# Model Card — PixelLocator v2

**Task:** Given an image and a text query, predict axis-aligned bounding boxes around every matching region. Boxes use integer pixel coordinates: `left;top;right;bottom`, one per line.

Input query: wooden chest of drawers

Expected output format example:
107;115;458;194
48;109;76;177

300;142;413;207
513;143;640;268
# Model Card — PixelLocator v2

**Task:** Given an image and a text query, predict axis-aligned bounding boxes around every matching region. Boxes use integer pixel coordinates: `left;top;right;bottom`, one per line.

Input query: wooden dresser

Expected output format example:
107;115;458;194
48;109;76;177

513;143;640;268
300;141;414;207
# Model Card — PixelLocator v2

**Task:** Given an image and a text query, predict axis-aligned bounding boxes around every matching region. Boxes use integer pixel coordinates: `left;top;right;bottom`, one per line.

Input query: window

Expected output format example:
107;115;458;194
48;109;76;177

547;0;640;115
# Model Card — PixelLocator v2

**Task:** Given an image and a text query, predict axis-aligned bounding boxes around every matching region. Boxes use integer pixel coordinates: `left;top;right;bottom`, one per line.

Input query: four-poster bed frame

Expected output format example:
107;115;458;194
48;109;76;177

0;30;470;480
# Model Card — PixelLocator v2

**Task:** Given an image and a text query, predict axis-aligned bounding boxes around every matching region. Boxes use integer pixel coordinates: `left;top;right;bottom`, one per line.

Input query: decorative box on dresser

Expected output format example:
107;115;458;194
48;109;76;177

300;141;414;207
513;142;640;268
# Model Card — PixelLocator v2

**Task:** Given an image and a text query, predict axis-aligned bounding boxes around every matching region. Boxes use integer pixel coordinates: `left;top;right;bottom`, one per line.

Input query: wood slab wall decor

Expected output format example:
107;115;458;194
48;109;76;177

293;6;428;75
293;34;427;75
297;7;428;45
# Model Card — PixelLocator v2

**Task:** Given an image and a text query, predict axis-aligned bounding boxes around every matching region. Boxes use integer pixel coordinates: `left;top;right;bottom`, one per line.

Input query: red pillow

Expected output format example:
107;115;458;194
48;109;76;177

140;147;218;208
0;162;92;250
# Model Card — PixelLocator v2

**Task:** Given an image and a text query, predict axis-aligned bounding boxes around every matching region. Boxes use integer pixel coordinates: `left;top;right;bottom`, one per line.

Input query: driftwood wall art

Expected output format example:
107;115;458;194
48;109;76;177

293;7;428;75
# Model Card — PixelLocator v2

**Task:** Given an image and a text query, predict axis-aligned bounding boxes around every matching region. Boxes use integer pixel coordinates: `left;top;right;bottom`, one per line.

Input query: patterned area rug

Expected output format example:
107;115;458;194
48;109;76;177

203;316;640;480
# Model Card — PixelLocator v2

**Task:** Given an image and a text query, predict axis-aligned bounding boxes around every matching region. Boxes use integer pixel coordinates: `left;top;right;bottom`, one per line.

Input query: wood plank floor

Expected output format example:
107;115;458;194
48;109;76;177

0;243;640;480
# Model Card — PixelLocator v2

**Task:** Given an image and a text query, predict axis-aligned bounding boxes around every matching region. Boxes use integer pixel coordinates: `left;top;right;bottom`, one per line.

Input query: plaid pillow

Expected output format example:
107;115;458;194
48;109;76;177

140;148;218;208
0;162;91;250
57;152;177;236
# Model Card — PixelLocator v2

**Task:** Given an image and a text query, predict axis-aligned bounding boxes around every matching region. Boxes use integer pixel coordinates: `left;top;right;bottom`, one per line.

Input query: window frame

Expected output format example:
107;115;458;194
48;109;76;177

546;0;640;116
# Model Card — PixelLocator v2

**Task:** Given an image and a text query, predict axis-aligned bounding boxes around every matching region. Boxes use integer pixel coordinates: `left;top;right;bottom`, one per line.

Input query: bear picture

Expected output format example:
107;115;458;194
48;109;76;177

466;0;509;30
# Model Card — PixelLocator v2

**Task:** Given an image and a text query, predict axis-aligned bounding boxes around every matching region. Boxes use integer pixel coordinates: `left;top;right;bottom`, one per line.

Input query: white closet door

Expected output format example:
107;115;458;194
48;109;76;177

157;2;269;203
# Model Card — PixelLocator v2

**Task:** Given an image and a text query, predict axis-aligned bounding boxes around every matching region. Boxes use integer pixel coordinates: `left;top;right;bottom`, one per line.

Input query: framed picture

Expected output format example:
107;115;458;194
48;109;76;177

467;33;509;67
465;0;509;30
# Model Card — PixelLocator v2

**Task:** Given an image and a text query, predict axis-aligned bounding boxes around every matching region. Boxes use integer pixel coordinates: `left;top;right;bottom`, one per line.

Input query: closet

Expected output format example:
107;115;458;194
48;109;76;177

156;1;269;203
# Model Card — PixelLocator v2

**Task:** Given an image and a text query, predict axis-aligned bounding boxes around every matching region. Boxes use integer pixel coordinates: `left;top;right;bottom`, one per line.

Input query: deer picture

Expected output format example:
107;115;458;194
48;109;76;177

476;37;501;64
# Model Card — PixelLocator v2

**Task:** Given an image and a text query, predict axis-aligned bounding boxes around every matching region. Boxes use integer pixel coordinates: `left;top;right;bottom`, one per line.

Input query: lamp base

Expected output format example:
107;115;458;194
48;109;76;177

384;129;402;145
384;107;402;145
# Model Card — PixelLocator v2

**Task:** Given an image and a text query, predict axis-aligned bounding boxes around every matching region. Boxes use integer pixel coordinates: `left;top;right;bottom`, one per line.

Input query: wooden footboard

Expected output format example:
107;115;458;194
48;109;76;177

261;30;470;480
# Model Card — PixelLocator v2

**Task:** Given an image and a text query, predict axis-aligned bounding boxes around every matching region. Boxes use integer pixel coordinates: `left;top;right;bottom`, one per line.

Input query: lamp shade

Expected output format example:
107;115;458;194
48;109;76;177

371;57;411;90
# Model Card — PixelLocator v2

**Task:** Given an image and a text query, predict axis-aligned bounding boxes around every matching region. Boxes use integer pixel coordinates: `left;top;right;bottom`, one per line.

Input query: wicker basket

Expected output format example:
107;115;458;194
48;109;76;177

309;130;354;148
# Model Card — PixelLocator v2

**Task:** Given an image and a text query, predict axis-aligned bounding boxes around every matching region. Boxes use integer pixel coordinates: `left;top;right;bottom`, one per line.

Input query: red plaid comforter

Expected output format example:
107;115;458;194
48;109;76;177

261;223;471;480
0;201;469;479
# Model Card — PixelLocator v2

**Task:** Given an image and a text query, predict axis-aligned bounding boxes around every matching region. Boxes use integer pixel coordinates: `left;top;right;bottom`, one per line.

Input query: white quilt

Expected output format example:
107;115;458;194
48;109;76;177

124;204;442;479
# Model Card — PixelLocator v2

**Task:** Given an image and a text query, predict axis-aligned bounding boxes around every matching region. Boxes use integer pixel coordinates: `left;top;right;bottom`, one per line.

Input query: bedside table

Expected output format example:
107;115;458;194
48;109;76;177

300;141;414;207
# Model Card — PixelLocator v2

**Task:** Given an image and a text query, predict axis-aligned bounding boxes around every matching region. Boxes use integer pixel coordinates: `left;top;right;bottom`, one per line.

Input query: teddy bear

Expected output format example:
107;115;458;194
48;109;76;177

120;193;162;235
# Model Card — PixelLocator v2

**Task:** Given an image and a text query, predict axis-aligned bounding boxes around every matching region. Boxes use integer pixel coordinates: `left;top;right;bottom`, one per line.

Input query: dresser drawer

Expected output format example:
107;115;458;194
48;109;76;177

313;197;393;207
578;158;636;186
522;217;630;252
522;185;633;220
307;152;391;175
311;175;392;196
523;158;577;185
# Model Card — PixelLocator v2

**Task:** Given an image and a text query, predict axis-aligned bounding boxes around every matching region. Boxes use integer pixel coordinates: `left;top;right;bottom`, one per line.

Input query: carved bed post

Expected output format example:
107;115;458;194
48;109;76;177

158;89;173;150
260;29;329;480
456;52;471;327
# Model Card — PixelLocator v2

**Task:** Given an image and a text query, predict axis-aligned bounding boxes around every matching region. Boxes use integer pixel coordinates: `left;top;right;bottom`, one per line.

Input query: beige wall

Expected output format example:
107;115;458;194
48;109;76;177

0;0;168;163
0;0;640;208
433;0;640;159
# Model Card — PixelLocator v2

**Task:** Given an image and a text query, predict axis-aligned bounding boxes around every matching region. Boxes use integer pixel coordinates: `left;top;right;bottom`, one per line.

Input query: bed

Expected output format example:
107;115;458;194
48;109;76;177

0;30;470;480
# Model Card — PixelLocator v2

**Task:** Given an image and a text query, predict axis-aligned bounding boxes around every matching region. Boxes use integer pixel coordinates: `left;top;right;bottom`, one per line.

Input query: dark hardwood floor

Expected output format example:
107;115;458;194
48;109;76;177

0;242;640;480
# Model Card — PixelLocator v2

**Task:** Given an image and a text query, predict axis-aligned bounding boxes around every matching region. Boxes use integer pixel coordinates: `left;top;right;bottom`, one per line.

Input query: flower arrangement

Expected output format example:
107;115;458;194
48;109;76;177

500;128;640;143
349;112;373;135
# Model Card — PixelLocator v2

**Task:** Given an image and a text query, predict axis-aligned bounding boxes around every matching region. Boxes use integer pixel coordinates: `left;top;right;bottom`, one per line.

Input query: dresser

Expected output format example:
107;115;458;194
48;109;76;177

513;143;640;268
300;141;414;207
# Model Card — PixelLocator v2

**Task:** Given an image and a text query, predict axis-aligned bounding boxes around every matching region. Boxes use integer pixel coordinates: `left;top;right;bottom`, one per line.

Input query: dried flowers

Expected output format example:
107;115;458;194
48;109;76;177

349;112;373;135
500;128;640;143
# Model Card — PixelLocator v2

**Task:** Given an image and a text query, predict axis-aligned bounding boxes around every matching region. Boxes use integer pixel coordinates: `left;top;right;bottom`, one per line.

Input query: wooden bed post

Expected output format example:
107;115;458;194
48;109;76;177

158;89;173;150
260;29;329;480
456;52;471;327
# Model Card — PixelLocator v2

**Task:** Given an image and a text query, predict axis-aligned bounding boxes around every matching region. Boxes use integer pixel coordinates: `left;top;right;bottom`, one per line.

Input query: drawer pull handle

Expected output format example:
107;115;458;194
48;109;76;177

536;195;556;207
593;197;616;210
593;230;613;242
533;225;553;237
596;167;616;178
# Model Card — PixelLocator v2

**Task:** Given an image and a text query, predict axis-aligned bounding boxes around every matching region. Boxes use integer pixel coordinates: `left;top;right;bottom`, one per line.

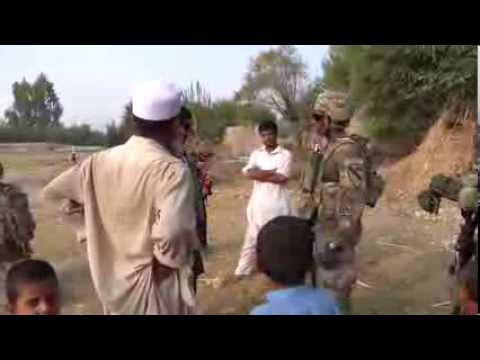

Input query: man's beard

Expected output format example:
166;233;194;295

168;140;185;158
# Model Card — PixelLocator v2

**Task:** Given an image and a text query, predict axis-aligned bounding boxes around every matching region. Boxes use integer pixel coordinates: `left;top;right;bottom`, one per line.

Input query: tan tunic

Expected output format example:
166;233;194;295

44;136;198;314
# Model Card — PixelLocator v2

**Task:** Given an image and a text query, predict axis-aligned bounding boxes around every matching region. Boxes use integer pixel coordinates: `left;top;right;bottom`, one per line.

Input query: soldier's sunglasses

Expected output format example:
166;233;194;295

312;113;326;122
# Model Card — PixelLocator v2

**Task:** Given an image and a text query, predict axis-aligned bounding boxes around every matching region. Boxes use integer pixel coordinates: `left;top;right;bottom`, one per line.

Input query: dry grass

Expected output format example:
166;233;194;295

385;114;476;207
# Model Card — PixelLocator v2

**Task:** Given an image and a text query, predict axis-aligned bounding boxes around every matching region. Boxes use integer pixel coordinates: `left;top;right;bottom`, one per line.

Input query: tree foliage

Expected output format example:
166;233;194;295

5;73;63;128
236;45;307;122
323;45;477;137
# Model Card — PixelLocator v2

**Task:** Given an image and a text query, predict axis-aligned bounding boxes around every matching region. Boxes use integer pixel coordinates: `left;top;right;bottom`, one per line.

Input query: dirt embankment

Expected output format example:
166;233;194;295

384;116;476;207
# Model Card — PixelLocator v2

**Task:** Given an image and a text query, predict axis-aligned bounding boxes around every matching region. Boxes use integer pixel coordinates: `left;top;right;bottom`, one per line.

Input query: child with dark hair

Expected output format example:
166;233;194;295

251;216;340;315
6;259;60;315
458;257;478;315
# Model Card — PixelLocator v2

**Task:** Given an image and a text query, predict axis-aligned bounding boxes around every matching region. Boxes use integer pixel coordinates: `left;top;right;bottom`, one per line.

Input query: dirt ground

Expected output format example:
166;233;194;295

0;152;460;315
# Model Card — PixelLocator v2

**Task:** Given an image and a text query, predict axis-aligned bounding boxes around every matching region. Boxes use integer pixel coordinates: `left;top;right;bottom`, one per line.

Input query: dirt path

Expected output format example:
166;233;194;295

0;155;459;314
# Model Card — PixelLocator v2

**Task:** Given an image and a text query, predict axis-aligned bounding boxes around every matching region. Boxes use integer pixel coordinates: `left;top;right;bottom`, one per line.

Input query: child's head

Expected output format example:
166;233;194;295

458;258;478;315
257;216;314;286
6;260;60;315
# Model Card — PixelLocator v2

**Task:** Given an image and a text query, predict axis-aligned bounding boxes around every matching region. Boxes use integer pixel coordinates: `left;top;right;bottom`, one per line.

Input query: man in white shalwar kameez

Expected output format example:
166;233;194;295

235;121;293;279
44;82;199;315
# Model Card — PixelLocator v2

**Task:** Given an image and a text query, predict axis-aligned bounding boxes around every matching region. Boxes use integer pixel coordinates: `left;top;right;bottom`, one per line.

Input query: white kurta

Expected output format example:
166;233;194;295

44;136;198;315
235;146;293;276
----
## THE EXERCISE
Format each line from the beginning of the entries up to and including the line containing "297;7;428;45" as a numbered list, omitting any blank lines.

## WRITTEN SOLUTION
1. # Model Card — PixelLocator v2
2. **Task:** Given an image and a text query, predict axis-aligned bounding boxes around every matching region. Boxes use integer pixel coordinates: `left;top;right;bottom`, one per line.
3. Input query: wooden chest of drawers
4. Expected output format example:
5. 107;115;458;194
6. 48;109;76;177
7. 300;142;413;207
8. 513;143;640;268
9. # Model Card — PixelLocator v2
10. **Task:** Given an image and a text query, predict axis-aligned bounding boxes around every matching region. Boxes use integer pixel coordinates: `left;top;right;bottom`, one per line.
11. Input query: wooden dresser
12. Expected output format example:
13. 107;115;458;194
14. 48;109;76;177
15. 513;143;640;268
16. 300;141;414;207
17. # Model Card — PixelLocator v2
18. **Task:** Given an image and a text query, predict axis-aligned bounding boxes around every matching region. Boxes use integer pixel coordinates: `left;top;right;bottom`, one per line.
19. Input query: window
20. Expected output format example:
21. 107;115;458;194
22. 48;109;76;177
23. 547;0;640;115
24. # Model Card — PixelLocator v2
25. **Task:** Given an image and a text query, predict axis-aligned bounding boxes around every matching region. Boxes use integer pixel coordinates: `left;top;right;bottom`, one per line.
26. Input query: four-poster bed frame
27. Expected output format example:
28. 107;115;458;194
29. 48;109;76;177
30. 0;30;470;480
31. # Model Card — PixelLocator v2
32. **Task:** Given an image and a text query, predict axis-aligned bounding boxes around every matching region. Boxes use integer pixel coordinates: `left;top;right;bottom`, one per line.
33. Input query: decorative box on dresser
34. Expected output format example:
35. 107;115;458;194
36. 48;109;76;177
37. 300;141;414;207
38. 513;142;640;268
39. # Model Card — PixelLocator v2
40. **Task:** Given an image and a text query, predict axis-aligned bounding boxes around every matching region. Boxes use integer pixel coordinates: `left;top;right;bottom`, one per line.
41. Input query: wood slab wall decor
42. Expected output format example:
43. 107;115;458;194
44. 48;109;76;177
45. 293;6;428;75
46. 293;34;427;75
47. 297;7;428;45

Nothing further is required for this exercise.